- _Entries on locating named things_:

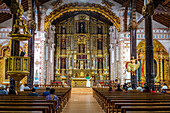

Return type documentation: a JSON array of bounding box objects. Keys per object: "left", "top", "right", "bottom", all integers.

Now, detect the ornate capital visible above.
[
  {"left": 128, "top": 21, "right": 138, "bottom": 31},
  {"left": 27, "top": 20, "right": 36, "bottom": 30},
  {"left": 142, "top": 0, "right": 154, "bottom": 17},
  {"left": 10, "top": 0, "right": 19, "bottom": 14}
]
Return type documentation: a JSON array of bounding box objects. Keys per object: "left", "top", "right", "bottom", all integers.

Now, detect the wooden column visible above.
[
  {"left": 142, "top": 0, "right": 156, "bottom": 91},
  {"left": 130, "top": 0, "right": 137, "bottom": 89},
  {"left": 10, "top": 2, "right": 21, "bottom": 86},
  {"left": 27, "top": 0, "right": 35, "bottom": 88},
  {"left": 145, "top": 15, "right": 155, "bottom": 89}
]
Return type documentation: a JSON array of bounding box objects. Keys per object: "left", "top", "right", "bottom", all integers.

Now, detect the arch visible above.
[{"left": 44, "top": 2, "right": 120, "bottom": 31}]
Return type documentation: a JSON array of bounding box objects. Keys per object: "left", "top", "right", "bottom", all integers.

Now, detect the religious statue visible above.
[
  {"left": 79, "top": 44, "right": 85, "bottom": 53},
  {"left": 62, "top": 40, "right": 66, "bottom": 49},
  {"left": 98, "top": 26, "right": 102, "bottom": 34},
  {"left": 79, "top": 22, "right": 85, "bottom": 33},
  {"left": 80, "top": 62, "right": 84, "bottom": 69},
  {"left": 98, "top": 40, "right": 102, "bottom": 49},
  {"left": 126, "top": 56, "right": 140, "bottom": 75},
  {"left": 102, "top": 0, "right": 115, "bottom": 10},
  {"left": 86, "top": 75, "right": 91, "bottom": 87},
  {"left": 99, "top": 59, "right": 102, "bottom": 69},
  {"left": 62, "top": 59, "right": 65, "bottom": 69}
]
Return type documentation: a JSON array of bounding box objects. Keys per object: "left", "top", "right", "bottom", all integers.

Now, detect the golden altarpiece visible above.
[{"left": 54, "top": 14, "right": 110, "bottom": 84}]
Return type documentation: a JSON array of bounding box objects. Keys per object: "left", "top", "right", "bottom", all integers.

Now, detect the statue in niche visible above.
[
  {"left": 62, "top": 26, "right": 66, "bottom": 34},
  {"left": 80, "top": 61, "right": 84, "bottom": 69},
  {"left": 98, "top": 40, "right": 102, "bottom": 49},
  {"left": 79, "top": 22, "right": 85, "bottom": 33},
  {"left": 79, "top": 44, "right": 85, "bottom": 53},
  {"left": 62, "top": 40, "right": 66, "bottom": 49},
  {"left": 62, "top": 59, "right": 65, "bottom": 69},
  {"left": 75, "top": 73, "right": 78, "bottom": 78},
  {"left": 99, "top": 59, "right": 102, "bottom": 69},
  {"left": 98, "top": 26, "right": 102, "bottom": 34}
]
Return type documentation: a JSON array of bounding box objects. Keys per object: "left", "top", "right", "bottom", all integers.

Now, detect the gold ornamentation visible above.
[
  {"left": 9, "top": 4, "right": 32, "bottom": 41},
  {"left": 10, "top": 0, "right": 19, "bottom": 14},
  {"left": 7, "top": 56, "right": 30, "bottom": 91},
  {"left": 128, "top": 21, "right": 138, "bottom": 31},
  {"left": 51, "top": 0, "right": 63, "bottom": 9},
  {"left": 142, "top": 0, "right": 154, "bottom": 17},
  {"left": 127, "top": 56, "right": 140, "bottom": 75},
  {"left": 102, "top": 0, "right": 115, "bottom": 10},
  {"left": 137, "top": 39, "right": 169, "bottom": 83},
  {"left": 44, "top": 3, "right": 120, "bottom": 31},
  {"left": 27, "top": 20, "right": 36, "bottom": 30}
]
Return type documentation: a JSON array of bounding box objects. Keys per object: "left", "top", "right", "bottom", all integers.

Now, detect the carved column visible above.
[
  {"left": 10, "top": 1, "right": 21, "bottom": 86},
  {"left": 27, "top": 0, "right": 36, "bottom": 87},
  {"left": 119, "top": 37, "right": 125, "bottom": 85},
  {"left": 109, "top": 26, "right": 115, "bottom": 81},
  {"left": 129, "top": 0, "right": 138, "bottom": 89},
  {"left": 142, "top": 0, "right": 155, "bottom": 90},
  {"left": 39, "top": 7, "right": 47, "bottom": 84}
]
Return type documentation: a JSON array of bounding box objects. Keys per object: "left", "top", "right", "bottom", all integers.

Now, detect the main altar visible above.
[
  {"left": 54, "top": 14, "right": 110, "bottom": 86},
  {"left": 71, "top": 78, "right": 93, "bottom": 87}
]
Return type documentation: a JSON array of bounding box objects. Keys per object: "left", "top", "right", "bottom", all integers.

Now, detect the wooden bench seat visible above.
[
  {"left": 0, "top": 106, "right": 48, "bottom": 113},
  {"left": 0, "top": 111, "right": 42, "bottom": 113},
  {"left": 115, "top": 102, "right": 170, "bottom": 113},
  {"left": 93, "top": 88, "right": 170, "bottom": 112},
  {"left": 121, "top": 106, "right": 170, "bottom": 113},
  {"left": 0, "top": 102, "right": 53, "bottom": 113}
]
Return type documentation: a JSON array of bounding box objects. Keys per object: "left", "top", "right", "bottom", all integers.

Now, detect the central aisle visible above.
[{"left": 63, "top": 88, "right": 104, "bottom": 113}]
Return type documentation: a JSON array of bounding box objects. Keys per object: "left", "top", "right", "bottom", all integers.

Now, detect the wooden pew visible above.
[
  {"left": 121, "top": 106, "right": 170, "bottom": 113},
  {"left": 0, "top": 102, "right": 53, "bottom": 113},
  {"left": 0, "top": 106, "right": 48, "bottom": 113},
  {"left": 115, "top": 102, "right": 170, "bottom": 113},
  {"left": 93, "top": 88, "right": 170, "bottom": 112}
]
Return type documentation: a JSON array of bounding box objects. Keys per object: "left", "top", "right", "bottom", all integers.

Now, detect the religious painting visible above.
[
  {"left": 61, "top": 26, "right": 66, "bottom": 34},
  {"left": 97, "top": 26, "right": 103, "bottom": 34},
  {"left": 5, "top": 59, "right": 8, "bottom": 80},
  {"left": 79, "top": 44, "right": 85, "bottom": 53},
  {"left": 98, "top": 58, "right": 103, "bottom": 69},
  {"left": 98, "top": 39, "right": 103, "bottom": 49},
  {"left": 61, "top": 39, "right": 66, "bottom": 49},
  {"left": 61, "top": 58, "right": 66, "bottom": 69},
  {"left": 79, "top": 22, "right": 85, "bottom": 33}
]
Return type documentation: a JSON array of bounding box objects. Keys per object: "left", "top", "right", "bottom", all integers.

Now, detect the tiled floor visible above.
[{"left": 63, "top": 88, "right": 104, "bottom": 113}]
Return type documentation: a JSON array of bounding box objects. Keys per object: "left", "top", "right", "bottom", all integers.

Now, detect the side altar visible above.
[{"left": 71, "top": 78, "right": 93, "bottom": 87}]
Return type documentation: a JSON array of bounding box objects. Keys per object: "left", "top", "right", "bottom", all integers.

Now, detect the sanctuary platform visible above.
[{"left": 71, "top": 88, "right": 93, "bottom": 94}]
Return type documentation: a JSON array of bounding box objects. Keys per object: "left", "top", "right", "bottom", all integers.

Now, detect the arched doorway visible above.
[{"left": 45, "top": 3, "right": 120, "bottom": 85}]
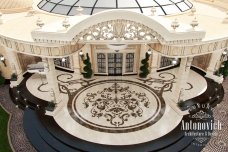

- _Task directions_:
Filter the records above down to the lines that contain the word "wooden", and copy each of those lines. Case counts.

- _The completed task_:
Now, detect the wooden column visible above.
Now, detect the wooden bench seat visible above.
Now, detect the wooden pew visible above.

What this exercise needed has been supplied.